▸ YOUR OBJECTIVE: Your task is to find every line of the listing that includes "provide" and copy it.

▸ TASK INPUTS:
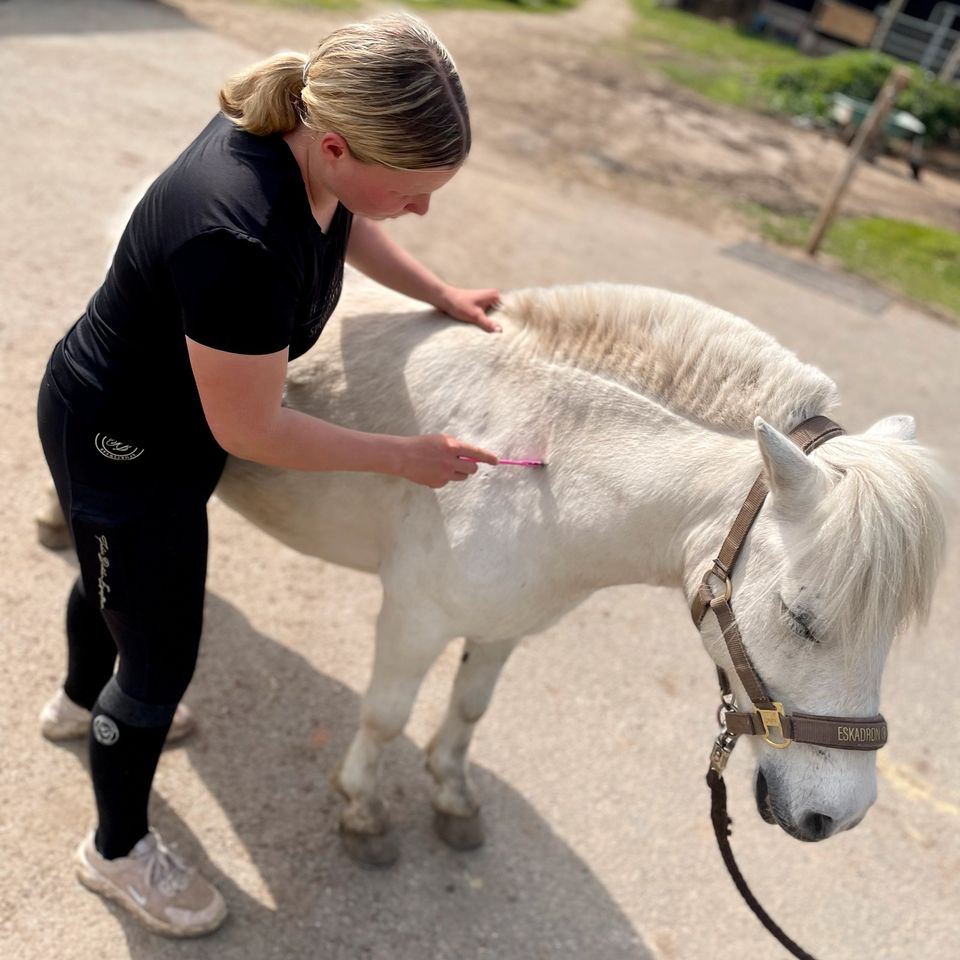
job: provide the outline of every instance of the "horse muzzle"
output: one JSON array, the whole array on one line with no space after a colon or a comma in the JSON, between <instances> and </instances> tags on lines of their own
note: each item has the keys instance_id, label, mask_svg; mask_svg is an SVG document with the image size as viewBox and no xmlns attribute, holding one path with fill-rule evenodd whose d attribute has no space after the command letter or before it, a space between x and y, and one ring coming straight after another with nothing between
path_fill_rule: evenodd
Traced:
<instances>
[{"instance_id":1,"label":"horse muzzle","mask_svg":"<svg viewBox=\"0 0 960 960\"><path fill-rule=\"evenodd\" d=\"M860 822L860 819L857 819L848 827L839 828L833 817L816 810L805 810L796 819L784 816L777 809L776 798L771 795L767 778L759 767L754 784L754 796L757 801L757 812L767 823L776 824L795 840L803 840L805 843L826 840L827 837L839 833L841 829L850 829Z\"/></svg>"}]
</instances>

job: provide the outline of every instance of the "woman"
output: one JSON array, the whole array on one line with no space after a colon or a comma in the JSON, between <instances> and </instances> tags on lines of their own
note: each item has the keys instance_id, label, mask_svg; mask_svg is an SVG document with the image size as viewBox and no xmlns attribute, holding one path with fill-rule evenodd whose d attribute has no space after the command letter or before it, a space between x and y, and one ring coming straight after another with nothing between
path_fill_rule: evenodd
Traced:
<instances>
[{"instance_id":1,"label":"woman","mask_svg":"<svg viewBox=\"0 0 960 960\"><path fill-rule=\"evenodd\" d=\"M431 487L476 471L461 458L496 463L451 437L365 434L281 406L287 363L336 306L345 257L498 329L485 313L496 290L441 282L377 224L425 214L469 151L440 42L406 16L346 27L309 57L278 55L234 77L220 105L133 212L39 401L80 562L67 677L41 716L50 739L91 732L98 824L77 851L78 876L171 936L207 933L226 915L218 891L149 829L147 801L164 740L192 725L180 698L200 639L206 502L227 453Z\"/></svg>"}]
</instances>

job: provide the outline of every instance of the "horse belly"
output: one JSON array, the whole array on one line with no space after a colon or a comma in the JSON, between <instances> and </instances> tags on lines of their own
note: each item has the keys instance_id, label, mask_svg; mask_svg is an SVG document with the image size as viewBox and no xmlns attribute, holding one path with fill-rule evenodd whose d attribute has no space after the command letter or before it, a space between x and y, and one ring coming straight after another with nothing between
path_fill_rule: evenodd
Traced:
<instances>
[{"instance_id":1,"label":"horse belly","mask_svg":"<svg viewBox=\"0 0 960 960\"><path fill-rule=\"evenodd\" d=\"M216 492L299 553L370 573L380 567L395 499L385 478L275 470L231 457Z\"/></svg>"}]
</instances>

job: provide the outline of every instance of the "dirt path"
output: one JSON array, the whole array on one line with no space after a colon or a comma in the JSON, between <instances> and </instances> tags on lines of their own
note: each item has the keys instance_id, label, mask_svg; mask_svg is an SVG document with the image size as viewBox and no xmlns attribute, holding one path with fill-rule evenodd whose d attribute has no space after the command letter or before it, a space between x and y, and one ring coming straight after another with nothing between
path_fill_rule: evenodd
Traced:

▸ SOLUTION FOR THIS PROBLEM:
job: provide the outline of every instance of the "horse muzzle"
job: provide the outline of every instance of the "woman"
job: provide the outline of every instance of the "horse belly"
job: provide the outline of every instance of the "dirt path"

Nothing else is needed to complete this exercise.